List every line below that contains the word "white".

Lines of data:
################
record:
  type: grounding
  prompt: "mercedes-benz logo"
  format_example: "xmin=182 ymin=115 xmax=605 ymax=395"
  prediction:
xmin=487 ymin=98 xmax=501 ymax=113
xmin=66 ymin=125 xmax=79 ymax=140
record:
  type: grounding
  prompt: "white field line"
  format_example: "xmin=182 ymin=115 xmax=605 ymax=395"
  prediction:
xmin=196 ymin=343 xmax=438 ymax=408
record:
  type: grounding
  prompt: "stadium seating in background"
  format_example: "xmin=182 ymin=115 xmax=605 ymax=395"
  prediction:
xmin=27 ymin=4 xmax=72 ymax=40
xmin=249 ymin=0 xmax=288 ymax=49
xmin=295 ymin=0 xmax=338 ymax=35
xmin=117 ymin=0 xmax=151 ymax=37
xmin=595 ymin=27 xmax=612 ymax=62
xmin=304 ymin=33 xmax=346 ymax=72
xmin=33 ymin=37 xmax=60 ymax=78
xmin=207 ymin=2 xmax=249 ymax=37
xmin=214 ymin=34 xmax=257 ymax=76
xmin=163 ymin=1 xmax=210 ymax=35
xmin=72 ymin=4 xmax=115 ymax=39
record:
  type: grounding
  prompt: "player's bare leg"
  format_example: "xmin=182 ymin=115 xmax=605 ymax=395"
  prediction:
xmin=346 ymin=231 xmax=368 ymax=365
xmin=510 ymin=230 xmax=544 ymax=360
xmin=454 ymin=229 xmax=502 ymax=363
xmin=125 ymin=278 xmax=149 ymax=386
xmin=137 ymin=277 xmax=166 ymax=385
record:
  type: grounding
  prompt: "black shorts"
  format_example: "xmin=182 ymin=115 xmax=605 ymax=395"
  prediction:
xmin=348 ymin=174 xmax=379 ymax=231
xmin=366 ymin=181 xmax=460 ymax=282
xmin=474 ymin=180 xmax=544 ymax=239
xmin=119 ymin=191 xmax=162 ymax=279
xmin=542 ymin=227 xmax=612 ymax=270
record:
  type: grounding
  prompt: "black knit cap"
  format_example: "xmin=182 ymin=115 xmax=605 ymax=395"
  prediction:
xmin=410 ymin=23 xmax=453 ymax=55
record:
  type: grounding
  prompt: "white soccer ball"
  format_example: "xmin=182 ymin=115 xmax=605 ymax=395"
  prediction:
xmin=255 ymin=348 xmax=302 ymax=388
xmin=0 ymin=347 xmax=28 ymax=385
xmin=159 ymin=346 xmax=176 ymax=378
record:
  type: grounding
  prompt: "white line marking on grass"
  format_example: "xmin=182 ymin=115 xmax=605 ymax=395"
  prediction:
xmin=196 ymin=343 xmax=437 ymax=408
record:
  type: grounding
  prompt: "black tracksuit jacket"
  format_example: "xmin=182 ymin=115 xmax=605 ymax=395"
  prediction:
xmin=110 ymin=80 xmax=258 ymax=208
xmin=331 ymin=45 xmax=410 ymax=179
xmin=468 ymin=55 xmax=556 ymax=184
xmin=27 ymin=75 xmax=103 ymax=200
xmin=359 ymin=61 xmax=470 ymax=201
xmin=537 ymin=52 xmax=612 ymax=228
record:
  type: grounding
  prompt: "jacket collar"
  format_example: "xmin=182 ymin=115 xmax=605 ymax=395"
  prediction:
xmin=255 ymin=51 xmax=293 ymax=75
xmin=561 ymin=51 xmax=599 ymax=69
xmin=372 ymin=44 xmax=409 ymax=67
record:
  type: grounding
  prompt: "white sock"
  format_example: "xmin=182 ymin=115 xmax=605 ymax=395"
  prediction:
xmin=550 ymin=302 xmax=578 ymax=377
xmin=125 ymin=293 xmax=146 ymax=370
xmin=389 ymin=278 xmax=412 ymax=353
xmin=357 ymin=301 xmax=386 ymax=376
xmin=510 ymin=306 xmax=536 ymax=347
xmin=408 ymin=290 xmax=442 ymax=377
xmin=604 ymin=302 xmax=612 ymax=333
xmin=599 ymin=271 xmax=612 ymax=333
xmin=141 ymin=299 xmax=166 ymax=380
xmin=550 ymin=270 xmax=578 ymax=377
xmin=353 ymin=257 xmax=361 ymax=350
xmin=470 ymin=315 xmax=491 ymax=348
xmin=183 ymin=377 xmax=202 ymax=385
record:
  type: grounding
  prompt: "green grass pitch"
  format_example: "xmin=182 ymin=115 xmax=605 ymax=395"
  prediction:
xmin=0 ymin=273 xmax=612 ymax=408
################
● **Output of the task**
  prompt: "white field line"
  prompt: "white soccer ball"
  prompt: "white line marking on grass"
  prompt: "white sock"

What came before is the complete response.